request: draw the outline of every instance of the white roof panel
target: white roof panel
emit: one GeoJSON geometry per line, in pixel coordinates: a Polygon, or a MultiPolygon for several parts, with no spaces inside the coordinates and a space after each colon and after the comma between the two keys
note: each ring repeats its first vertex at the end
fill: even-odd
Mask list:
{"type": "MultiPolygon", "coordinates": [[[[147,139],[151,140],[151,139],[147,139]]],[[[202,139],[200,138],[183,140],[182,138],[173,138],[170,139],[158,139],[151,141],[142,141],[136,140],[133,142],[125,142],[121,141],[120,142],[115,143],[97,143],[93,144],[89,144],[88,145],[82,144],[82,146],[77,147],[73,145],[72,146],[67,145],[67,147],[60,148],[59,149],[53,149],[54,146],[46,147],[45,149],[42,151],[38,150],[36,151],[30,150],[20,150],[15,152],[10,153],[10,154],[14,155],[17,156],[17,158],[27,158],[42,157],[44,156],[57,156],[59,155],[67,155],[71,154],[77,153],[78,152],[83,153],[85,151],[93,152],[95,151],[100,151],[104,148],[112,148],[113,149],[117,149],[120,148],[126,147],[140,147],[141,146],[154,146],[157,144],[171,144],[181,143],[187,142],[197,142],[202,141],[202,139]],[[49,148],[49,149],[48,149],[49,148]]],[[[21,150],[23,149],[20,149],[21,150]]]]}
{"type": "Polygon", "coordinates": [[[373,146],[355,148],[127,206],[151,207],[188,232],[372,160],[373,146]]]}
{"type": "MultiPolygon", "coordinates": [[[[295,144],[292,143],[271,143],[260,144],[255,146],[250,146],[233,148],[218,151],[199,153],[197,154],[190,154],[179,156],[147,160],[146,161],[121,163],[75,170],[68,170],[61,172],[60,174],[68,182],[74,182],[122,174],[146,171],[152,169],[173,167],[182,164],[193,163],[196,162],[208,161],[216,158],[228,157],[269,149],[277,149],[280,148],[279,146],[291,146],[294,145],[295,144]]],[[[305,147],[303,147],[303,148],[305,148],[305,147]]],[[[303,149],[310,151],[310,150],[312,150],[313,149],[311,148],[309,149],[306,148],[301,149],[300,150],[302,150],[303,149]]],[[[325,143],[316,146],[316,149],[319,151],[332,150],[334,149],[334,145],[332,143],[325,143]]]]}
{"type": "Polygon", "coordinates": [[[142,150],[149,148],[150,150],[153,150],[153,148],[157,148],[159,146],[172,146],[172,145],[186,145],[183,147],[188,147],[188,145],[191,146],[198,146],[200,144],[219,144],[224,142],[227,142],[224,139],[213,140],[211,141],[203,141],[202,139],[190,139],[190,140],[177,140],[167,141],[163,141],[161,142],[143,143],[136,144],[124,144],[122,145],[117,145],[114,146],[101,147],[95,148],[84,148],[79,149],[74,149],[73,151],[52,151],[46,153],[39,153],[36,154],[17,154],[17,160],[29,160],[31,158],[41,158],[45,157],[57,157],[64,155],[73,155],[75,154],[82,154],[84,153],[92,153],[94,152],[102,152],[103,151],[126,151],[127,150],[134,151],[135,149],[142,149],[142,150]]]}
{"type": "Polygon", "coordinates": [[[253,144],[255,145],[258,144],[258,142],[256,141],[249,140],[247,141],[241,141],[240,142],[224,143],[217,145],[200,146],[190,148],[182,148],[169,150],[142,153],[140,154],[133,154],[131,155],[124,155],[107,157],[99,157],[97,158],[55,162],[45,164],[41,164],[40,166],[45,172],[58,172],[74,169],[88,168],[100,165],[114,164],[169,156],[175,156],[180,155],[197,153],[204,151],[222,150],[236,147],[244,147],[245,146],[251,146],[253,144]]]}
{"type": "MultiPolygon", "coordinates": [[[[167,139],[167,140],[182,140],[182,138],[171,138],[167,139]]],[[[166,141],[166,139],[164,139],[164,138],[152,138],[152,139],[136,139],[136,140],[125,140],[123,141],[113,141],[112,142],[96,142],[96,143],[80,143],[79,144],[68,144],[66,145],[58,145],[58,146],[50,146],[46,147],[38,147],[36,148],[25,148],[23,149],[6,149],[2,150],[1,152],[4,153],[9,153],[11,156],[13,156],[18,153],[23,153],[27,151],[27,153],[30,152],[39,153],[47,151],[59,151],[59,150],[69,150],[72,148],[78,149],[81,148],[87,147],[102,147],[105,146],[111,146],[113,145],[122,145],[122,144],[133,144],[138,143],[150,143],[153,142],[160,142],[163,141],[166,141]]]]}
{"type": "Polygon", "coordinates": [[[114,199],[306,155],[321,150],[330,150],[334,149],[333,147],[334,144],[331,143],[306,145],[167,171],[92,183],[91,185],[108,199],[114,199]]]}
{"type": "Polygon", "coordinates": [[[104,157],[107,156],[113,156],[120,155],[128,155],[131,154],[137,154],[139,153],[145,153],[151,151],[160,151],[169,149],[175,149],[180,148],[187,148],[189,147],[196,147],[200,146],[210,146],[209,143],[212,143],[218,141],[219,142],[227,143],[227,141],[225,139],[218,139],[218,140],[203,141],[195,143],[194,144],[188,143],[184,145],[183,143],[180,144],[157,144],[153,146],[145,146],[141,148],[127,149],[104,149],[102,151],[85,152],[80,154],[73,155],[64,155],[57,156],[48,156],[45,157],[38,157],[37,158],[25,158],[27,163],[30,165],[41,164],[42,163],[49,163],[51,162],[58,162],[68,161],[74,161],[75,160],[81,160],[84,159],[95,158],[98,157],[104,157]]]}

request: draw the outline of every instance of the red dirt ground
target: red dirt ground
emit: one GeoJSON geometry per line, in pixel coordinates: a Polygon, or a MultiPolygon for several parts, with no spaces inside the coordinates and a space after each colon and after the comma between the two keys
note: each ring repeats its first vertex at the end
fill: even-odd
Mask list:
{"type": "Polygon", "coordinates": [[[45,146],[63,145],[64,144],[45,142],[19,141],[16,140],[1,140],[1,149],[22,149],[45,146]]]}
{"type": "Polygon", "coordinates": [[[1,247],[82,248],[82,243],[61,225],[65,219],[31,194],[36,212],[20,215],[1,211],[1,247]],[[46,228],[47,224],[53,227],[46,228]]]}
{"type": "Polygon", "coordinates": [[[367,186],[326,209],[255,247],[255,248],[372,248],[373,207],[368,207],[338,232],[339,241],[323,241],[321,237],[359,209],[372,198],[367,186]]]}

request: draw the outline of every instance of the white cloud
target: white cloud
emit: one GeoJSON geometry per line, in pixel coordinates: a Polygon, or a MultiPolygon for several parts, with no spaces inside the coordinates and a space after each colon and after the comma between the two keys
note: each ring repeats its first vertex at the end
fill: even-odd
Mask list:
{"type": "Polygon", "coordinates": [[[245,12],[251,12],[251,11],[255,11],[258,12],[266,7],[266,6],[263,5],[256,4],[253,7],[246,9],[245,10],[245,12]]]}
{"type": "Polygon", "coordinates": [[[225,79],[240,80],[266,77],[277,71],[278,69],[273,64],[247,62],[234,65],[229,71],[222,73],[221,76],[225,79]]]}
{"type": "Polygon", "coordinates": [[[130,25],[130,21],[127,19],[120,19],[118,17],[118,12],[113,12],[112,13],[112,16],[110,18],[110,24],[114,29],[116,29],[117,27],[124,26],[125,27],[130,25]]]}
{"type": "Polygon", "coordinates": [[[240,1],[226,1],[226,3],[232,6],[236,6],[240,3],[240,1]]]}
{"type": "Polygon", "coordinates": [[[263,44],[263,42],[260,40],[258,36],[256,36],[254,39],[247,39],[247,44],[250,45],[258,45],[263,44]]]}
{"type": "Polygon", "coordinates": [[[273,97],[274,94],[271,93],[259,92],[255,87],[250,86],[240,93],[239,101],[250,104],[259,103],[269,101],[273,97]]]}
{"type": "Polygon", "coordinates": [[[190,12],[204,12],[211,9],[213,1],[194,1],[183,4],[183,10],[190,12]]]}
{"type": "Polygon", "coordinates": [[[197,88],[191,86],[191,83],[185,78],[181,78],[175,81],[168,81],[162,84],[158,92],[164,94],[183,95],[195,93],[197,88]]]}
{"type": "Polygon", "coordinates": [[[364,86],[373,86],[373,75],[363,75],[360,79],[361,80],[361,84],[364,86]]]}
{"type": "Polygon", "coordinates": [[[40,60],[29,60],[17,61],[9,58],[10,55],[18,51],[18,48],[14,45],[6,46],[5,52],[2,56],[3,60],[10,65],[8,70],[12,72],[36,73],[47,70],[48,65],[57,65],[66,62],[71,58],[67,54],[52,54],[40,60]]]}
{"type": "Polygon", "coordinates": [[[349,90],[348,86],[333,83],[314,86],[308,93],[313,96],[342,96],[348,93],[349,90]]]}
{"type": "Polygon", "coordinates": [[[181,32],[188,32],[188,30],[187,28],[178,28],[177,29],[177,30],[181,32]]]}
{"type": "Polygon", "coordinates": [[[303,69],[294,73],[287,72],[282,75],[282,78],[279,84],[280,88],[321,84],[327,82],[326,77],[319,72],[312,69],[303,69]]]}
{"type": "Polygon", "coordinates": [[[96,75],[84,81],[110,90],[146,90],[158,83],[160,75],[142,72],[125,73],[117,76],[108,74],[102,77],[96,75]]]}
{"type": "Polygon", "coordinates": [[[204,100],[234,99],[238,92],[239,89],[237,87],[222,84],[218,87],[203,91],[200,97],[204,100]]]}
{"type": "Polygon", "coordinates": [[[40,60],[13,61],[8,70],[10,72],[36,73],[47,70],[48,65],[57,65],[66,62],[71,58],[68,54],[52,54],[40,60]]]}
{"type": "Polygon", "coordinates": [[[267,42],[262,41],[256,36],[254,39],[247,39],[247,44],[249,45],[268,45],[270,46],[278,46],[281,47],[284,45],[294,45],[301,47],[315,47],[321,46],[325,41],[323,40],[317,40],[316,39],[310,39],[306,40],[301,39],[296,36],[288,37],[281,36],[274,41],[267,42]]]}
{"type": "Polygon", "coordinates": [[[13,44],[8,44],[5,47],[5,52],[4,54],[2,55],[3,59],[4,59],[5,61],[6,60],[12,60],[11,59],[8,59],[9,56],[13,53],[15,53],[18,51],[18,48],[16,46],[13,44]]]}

++++

WHAT YOU WILL DO: Return each line of the entries above that contains the word "draw".

FULL SOLUTION:
request: draw the outline of every instance of the white roof panel
request: draw the outline of every instance of the red dirt ground
request: draw the outline of every instance of the white cloud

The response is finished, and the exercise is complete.